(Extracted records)
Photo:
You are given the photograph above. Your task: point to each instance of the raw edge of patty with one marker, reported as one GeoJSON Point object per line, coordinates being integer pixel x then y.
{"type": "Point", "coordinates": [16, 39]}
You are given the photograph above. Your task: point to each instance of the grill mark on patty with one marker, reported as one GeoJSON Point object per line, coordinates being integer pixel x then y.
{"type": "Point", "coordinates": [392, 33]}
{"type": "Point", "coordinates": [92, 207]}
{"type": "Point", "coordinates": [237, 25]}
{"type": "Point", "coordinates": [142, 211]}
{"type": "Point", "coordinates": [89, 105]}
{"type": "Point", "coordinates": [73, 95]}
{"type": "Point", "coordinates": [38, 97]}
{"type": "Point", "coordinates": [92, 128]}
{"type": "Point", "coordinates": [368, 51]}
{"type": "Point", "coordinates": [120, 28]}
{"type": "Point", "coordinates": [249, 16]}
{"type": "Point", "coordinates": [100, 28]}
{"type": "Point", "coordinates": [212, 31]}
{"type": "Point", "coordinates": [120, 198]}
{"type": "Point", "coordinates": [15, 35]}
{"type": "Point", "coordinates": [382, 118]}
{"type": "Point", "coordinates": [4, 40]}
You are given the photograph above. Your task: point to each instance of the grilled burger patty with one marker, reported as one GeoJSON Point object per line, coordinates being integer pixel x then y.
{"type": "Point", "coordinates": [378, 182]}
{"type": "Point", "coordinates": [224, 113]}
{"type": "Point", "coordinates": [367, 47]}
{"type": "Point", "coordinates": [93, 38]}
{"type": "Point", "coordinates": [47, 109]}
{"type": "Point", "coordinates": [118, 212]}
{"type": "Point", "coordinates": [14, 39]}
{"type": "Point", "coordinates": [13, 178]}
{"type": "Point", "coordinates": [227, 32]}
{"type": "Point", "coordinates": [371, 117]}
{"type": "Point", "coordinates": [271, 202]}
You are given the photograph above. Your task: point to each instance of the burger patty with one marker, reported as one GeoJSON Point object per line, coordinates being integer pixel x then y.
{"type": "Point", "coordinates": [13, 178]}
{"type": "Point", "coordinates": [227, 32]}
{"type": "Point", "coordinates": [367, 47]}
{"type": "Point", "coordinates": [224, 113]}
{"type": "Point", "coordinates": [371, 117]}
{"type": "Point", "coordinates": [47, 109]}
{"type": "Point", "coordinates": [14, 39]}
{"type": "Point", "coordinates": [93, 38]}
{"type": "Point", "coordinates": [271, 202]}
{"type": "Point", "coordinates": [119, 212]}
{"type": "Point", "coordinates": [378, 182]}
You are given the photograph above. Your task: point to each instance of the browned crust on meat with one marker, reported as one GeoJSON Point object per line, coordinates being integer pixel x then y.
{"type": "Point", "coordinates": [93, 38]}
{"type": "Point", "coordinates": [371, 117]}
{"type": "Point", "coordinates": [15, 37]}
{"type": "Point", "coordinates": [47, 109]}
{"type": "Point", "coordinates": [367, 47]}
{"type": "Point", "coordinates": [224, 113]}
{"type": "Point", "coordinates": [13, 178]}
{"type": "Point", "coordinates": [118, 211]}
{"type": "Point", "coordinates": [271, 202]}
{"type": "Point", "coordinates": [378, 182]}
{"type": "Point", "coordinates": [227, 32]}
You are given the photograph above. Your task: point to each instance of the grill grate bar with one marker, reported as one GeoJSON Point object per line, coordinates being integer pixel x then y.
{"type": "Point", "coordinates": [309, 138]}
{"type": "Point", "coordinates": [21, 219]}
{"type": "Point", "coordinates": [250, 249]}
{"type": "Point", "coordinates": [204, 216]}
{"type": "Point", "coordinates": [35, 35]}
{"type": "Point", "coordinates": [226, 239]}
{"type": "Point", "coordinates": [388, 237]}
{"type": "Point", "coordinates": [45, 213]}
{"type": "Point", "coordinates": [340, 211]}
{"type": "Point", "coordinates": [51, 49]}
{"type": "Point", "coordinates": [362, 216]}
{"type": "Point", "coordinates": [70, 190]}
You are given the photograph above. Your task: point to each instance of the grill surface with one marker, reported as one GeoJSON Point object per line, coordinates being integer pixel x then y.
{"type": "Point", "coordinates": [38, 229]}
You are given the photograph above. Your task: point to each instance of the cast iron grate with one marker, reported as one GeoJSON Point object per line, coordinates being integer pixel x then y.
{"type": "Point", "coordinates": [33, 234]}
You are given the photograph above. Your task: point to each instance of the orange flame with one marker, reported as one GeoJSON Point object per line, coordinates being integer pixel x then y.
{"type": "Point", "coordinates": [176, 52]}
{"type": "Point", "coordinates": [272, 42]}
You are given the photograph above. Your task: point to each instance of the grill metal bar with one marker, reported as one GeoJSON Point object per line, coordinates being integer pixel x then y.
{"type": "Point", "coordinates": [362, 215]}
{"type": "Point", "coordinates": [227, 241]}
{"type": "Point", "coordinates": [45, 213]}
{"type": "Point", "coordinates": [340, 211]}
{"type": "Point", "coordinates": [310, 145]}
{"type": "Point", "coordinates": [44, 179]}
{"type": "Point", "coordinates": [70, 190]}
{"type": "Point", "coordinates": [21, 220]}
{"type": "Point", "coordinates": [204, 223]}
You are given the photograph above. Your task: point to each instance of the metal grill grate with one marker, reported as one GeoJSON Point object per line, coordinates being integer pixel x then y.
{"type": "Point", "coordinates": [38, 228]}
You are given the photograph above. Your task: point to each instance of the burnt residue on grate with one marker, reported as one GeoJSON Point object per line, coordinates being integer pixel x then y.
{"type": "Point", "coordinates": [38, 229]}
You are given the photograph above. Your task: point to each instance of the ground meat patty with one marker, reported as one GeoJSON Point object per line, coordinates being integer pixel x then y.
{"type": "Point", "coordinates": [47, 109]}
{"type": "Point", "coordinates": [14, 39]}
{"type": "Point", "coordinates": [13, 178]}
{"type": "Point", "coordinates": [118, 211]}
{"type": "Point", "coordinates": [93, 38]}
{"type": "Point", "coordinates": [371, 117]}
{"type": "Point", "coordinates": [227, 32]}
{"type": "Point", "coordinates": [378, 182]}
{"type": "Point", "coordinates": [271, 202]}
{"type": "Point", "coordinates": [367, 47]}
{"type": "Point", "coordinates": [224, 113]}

**Exercise**.
Copy all of the data exactly. Skip nothing.

**Output**.
Photo:
You are given the photograph above. Your task: point to each instance of the raw edge of patty with one marker, reported as one GeoJSON Point object per line, coordinates being integer pixel x then y.
{"type": "Point", "coordinates": [16, 39]}
You are given the photograph above. Your task: point to each instance of the grill mark on patty with one marker, reported as one GeoJSON Point object per line, coordinates being integer pixel x then y.
{"type": "Point", "coordinates": [392, 33]}
{"type": "Point", "coordinates": [92, 207]}
{"type": "Point", "coordinates": [237, 25]}
{"type": "Point", "coordinates": [142, 211]}
{"type": "Point", "coordinates": [89, 105]}
{"type": "Point", "coordinates": [73, 95]}
{"type": "Point", "coordinates": [38, 97]}
{"type": "Point", "coordinates": [92, 128]}
{"type": "Point", "coordinates": [368, 51]}
{"type": "Point", "coordinates": [120, 28]}
{"type": "Point", "coordinates": [249, 16]}
{"type": "Point", "coordinates": [100, 28]}
{"type": "Point", "coordinates": [212, 31]}
{"type": "Point", "coordinates": [120, 198]}
{"type": "Point", "coordinates": [15, 35]}
{"type": "Point", "coordinates": [382, 118]}
{"type": "Point", "coordinates": [4, 40]}
You are given the photograph above. Your task: point to each instance of the grilled burger patty with one marker, reported as one GeoJSON Point object per line, coordinates being integer pixel x then y.
{"type": "Point", "coordinates": [378, 182]}
{"type": "Point", "coordinates": [224, 113]}
{"type": "Point", "coordinates": [367, 47]}
{"type": "Point", "coordinates": [93, 38]}
{"type": "Point", "coordinates": [47, 109]}
{"type": "Point", "coordinates": [118, 212]}
{"type": "Point", "coordinates": [14, 39]}
{"type": "Point", "coordinates": [13, 178]}
{"type": "Point", "coordinates": [227, 32]}
{"type": "Point", "coordinates": [371, 117]}
{"type": "Point", "coordinates": [271, 202]}
You are given the photograph above. Your task: point to each instance of the burger patty with one marker, reported as one GeoJSON Point object per line, coordinates being integer pixel x then y.
{"type": "Point", "coordinates": [13, 178]}
{"type": "Point", "coordinates": [227, 32]}
{"type": "Point", "coordinates": [367, 47]}
{"type": "Point", "coordinates": [224, 113]}
{"type": "Point", "coordinates": [371, 117]}
{"type": "Point", "coordinates": [47, 109]}
{"type": "Point", "coordinates": [14, 39]}
{"type": "Point", "coordinates": [93, 38]}
{"type": "Point", "coordinates": [271, 202]}
{"type": "Point", "coordinates": [119, 212]}
{"type": "Point", "coordinates": [378, 182]}
You are given the photograph above. Your task: point to each instance of the browned crust on meat with one marker, reported as one GeoJSON Point object per line, coordinates being integer pixel x then y.
{"type": "Point", "coordinates": [93, 38]}
{"type": "Point", "coordinates": [371, 117]}
{"type": "Point", "coordinates": [15, 37]}
{"type": "Point", "coordinates": [47, 109]}
{"type": "Point", "coordinates": [367, 47]}
{"type": "Point", "coordinates": [224, 113]}
{"type": "Point", "coordinates": [13, 178]}
{"type": "Point", "coordinates": [118, 211]}
{"type": "Point", "coordinates": [271, 202]}
{"type": "Point", "coordinates": [378, 182]}
{"type": "Point", "coordinates": [227, 32]}
You are given the photograph above. Your task: point to each instance of the grill grate bar with one marker, reported as one GeoJSON Point object per line, coordinates being integer pixel x then y.
{"type": "Point", "coordinates": [309, 138]}
{"type": "Point", "coordinates": [21, 219]}
{"type": "Point", "coordinates": [250, 249]}
{"type": "Point", "coordinates": [204, 216]}
{"type": "Point", "coordinates": [35, 35]}
{"type": "Point", "coordinates": [226, 239]}
{"type": "Point", "coordinates": [388, 237]}
{"type": "Point", "coordinates": [45, 213]}
{"type": "Point", "coordinates": [340, 211]}
{"type": "Point", "coordinates": [51, 49]}
{"type": "Point", "coordinates": [362, 216]}
{"type": "Point", "coordinates": [70, 190]}
You are given the photograph above. Your task: point to each instance of the grill surface with one marker, reported as one GeoJSON Point object per line, coordinates being integer pixel x then y.
{"type": "Point", "coordinates": [38, 229]}
You are given the photograph above. Your task: point to each instance of the cast iron grate with one marker, reported as one GeoJSON Point object per line, coordinates being integer pixel x then y.
{"type": "Point", "coordinates": [33, 234]}
You are given the photograph above. Your task: point to each instance of the orange flame with one marker, reported as one GeoJSON Point object per line, coordinates being integer pixel x then y.
{"type": "Point", "coordinates": [176, 52]}
{"type": "Point", "coordinates": [272, 42]}
You are given the photograph above. Your task: point to each instance of the grill metal bar with one marker, reported as one GeoJSON Point object per line, coordinates being integer pixel x then y.
{"type": "Point", "coordinates": [362, 215]}
{"type": "Point", "coordinates": [227, 241]}
{"type": "Point", "coordinates": [45, 213]}
{"type": "Point", "coordinates": [340, 211]}
{"type": "Point", "coordinates": [310, 145]}
{"type": "Point", "coordinates": [44, 179]}
{"type": "Point", "coordinates": [70, 190]}
{"type": "Point", "coordinates": [21, 220]}
{"type": "Point", "coordinates": [204, 223]}
You are given the photograph above. Your task: point to each instance of the metal grill grate with one marker, reported as one GeoJSON Point object per line, coordinates being integer pixel x then y.
{"type": "Point", "coordinates": [38, 228]}
You are given the photograph above. Your task: point to each instance of the burnt residue on grate with one marker, reported as one GeoJSON Point object per line, coordinates being integer pixel x then y.
{"type": "Point", "coordinates": [38, 229]}
You are given the photograph above. Your task: point to each instance of the ground meat patty with one marker, reported as one GeoJSON Point object per line, coordinates being integer pixel x then y.
{"type": "Point", "coordinates": [47, 109]}
{"type": "Point", "coordinates": [14, 39]}
{"type": "Point", "coordinates": [13, 178]}
{"type": "Point", "coordinates": [118, 211]}
{"type": "Point", "coordinates": [93, 38]}
{"type": "Point", "coordinates": [371, 117]}
{"type": "Point", "coordinates": [227, 32]}
{"type": "Point", "coordinates": [378, 182]}
{"type": "Point", "coordinates": [271, 202]}
{"type": "Point", "coordinates": [367, 47]}
{"type": "Point", "coordinates": [224, 113]}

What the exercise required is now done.